------ Página ------

A
grande vantagem da oposição é que a queda de Bolsonaro depende muito mais dele,
Bolsonaro, do que dela, oposição.
Peça 1 – impeachment,
teoria e realidade
Em
meu longo trajeto no jornalismo econômico, aprendi uma verdade comprovada: no
campo das ciências sociais (dentre as quais se inclui a política) só existe
teoria aplicada à realidade. Não existe a teoria solta no ar, como um
passarinho. Vale para a economia, a política, o direito.
Um
dos grandes dramas brasileiros que impediu, aliás, que o país deslanchasse no
período das grandes transformações globais, dos anos 90 em diante, foi a teoria
econômica se impondo sobre a realidade.
Digo
isso a respeito das discussões sobre o impeachment ou não de Bolsonaro.
Parte
dos cientistas sociais diz que um novo impeachment consolidaria a ideia do
golpismo no país. Foi o golpismo que trouxe para a política os vultos que
habitavam as profundezas do tecido social, instaurou a selvageria, a quebra
total de regras. Logo, a melhor maneira de sanar o mal é não mexer na ferida,
esperar que se cicatrize pelo voto e que, nas próximas eleições, o eleitorado
reconheça o erro e traga o país de volta à normalidade, em um fenômeno que poderia
ser denominado de fé na mão invisível da democracia.

------

→ Detalhes do problema: Prossiga o texto sobre o impeachment de Bolsonaro a partir da última frase apresentada.

------ Dados extraídos ------

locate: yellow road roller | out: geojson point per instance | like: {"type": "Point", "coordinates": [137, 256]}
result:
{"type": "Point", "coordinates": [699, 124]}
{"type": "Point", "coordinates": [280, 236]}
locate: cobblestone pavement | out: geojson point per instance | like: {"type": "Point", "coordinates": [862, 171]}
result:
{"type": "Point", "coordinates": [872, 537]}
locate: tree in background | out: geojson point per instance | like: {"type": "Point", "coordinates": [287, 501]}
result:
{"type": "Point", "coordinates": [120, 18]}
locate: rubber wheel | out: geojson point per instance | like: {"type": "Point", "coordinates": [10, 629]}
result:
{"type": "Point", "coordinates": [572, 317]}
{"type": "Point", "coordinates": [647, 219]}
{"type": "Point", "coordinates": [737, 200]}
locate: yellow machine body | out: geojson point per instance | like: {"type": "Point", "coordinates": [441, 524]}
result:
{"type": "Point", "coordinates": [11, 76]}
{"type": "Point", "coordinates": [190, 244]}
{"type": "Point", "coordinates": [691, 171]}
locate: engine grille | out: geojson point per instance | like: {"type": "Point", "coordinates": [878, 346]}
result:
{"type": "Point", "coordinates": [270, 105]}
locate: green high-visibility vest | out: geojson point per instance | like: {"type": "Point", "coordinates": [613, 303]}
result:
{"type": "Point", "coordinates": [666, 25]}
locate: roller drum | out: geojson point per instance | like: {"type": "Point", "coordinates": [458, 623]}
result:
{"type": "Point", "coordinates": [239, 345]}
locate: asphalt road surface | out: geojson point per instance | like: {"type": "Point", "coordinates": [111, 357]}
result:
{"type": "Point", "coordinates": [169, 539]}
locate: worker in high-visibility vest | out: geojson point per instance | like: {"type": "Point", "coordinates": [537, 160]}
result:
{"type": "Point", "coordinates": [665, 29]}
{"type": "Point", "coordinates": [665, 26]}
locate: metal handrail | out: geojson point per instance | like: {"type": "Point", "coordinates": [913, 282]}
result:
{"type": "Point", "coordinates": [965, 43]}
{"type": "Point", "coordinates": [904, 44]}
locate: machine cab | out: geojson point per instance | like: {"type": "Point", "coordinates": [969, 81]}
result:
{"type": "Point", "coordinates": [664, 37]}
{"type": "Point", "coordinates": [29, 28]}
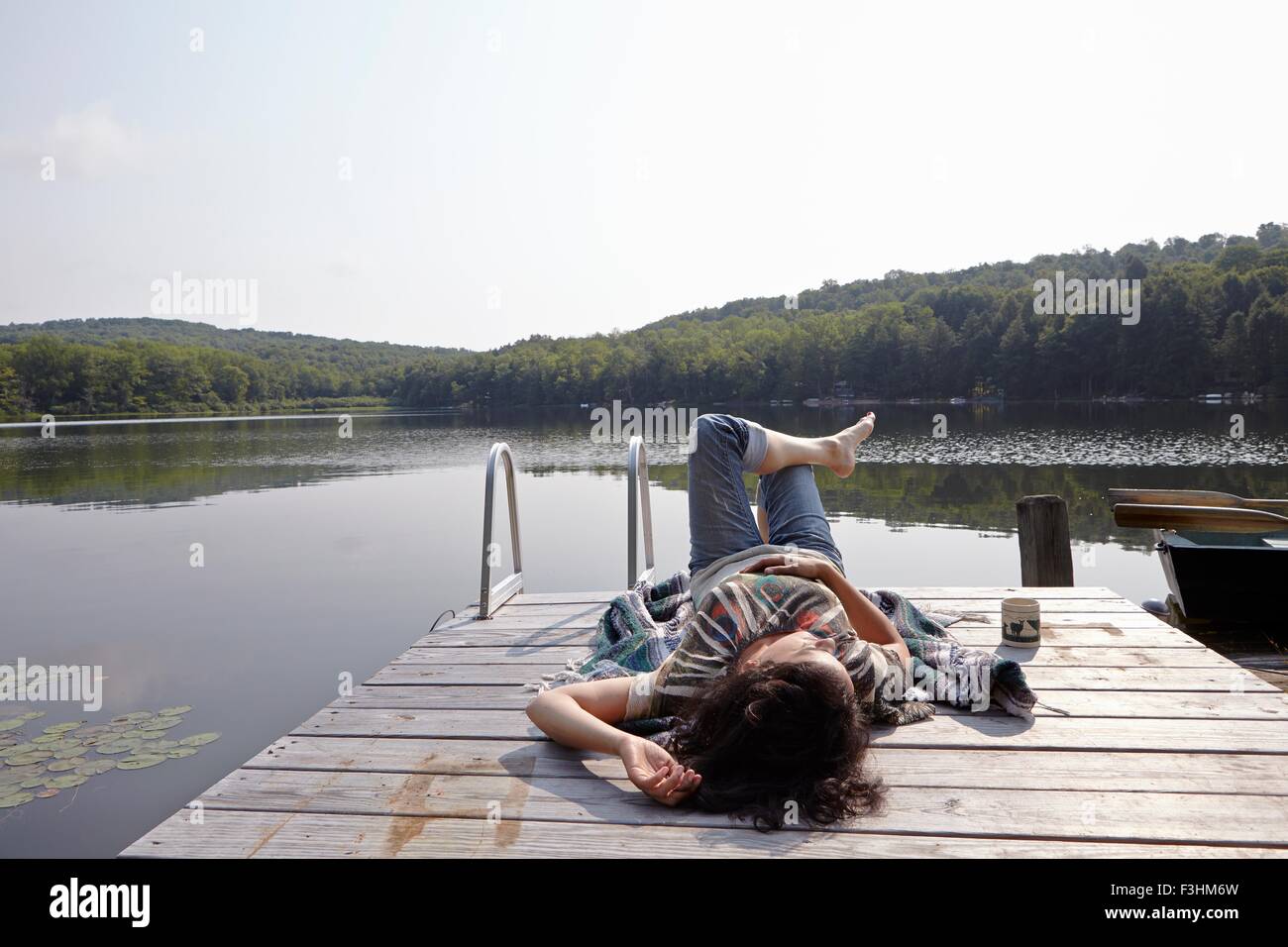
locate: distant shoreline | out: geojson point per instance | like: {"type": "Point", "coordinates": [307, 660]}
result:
{"type": "Point", "coordinates": [34, 420]}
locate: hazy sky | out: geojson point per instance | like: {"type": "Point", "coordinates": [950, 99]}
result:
{"type": "Point", "coordinates": [567, 167]}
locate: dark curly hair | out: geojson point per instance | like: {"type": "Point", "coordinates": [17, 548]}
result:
{"type": "Point", "coordinates": [771, 736]}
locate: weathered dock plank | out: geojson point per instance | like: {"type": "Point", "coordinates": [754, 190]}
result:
{"type": "Point", "coordinates": [1163, 748]}
{"type": "Point", "coordinates": [1030, 770]}
{"type": "Point", "coordinates": [237, 834]}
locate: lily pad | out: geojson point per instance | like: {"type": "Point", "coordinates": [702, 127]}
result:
{"type": "Point", "coordinates": [142, 762]}
{"type": "Point", "coordinates": [63, 766]}
{"type": "Point", "coordinates": [134, 718]}
{"type": "Point", "coordinates": [161, 723]}
{"type": "Point", "coordinates": [67, 781]}
{"type": "Point", "coordinates": [198, 740]}
{"type": "Point", "coordinates": [63, 727]}
{"type": "Point", "coordinates": [95, 767]}
{"type": "Point", "coordinates": [119, 746]}
{"type": "Point", "coordinates": [21, 759]}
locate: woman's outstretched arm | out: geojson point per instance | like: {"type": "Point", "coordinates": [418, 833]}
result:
{"type": "Point", "coordinates": [583, 716]}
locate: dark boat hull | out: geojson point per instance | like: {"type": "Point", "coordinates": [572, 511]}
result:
{"type": "Point", "coordinates": [1225, 577]}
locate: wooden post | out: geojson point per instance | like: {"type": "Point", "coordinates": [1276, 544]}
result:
{"type": "Point", "coordinates": [1044, 553]}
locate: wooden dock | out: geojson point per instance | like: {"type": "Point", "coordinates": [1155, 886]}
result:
{"type": "Point", "coordinates": [1167, 749]}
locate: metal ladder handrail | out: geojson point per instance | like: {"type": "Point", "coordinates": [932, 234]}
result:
{"type": "Point", "coordinates": [638, 500]}
{"type": "Point", "coordinates": [492, 596]}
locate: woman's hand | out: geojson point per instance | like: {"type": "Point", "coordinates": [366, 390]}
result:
{"type": "Point", "coordinates": [803, 566]}
{"type": "Point", "coordinates": [656, 772]}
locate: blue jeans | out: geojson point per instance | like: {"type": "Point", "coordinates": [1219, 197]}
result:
{"type": "Point", "coordinates": [720, 519]}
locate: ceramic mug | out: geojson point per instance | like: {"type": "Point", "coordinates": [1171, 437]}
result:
{"type": "Point", "coordinates": [1021, 622]}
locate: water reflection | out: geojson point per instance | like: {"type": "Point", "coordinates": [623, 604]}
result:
{"type": "Point", "coordinates": [971, 478]}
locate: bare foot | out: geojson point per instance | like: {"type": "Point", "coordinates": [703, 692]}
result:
{"type": "Point", "coordinates": [844, 445]}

------

→ Resposta do exercício:
Fernando
Collor foi vítima do golpe do impeachment. Lula foi vítima do golpe do
“mensalão”. Dilma, vítima do golpe das “pedaladas”. No dia em que ouvi o
Ministro Luis Roberto Barroso alegar que o fato de ter perdido a base
parlamentar justificava, por si, o impeachment percebi que o golpismo se
espalhara por todos os poros do Judiciário.
Agora
se volta ao dilema do impeachment e a análise exige que se traga a realidade
para a mesa: Bolsonaro é um presidente pesadamente envolvido com o crime
organizado, com os militares egressos dos porões da ditadura, que enveredaram
pelo mundo do crime. Não se trata de um detalhe, mas de uma questão central.
Vamos
detalhar um pouco o universo habitado por Bolsonaro.
Peça 2 – o exército das
profundezas
Não
se pense em velhos matadores aposentados. O grupo continua em plena atividade.
Eram militares de baixa patente que foram convocados pelo Alto Comando do
regime militar para compor forças de extermínio. Em seus livros, Elio Gaspari
conta que o próprio Ernesto Geisel avalizava suas ações.
Foram
para a linha de frente, com a ordem de exterminar os inimigos.
Quando
veio a redemocratização, parte deles foi recompensada pelos serviços prestados
e para garantir seu silêncio. Foi o caso do Major Curió, que recebeu áreas de
garimpo em Serra Pelada. Parte se perdeu pelos desvãos da vida, levando para
sempre os traumas provocados pela selvageria da repressão.
Procuradores
envolvidos com a justiça de transição aprenderam que, no final da vida, muitos
torturadores sentem necessidade de falar. Vamos a três casos que mostram a
maneira como a “tigrada” ainda atua.
Caso Paulo Manhães
Paulo
Manhães foi na Comissão Nacional da Verdade (CNV) e deu depoimentos importantes
que ajudaram a esclarecer algumas das mortes da ditadura. Logo depois, foi
assassinado. No dia seguinte ao do anúncio da sua morte, o Ministério Público
Federal do Rio de Janeiro pediu busca e apreensão em sua casa. Chegaram até um
diário que ajudou a desvendar o atentado do Rio Centro, comprovando que o carro
utilizado no atentado era de um dos militares dos porões.
O
assassinato de Manhães, não foi interpretado como queima de arquivo – pois já
tinha denunciado o que sabia -, mas como aviso.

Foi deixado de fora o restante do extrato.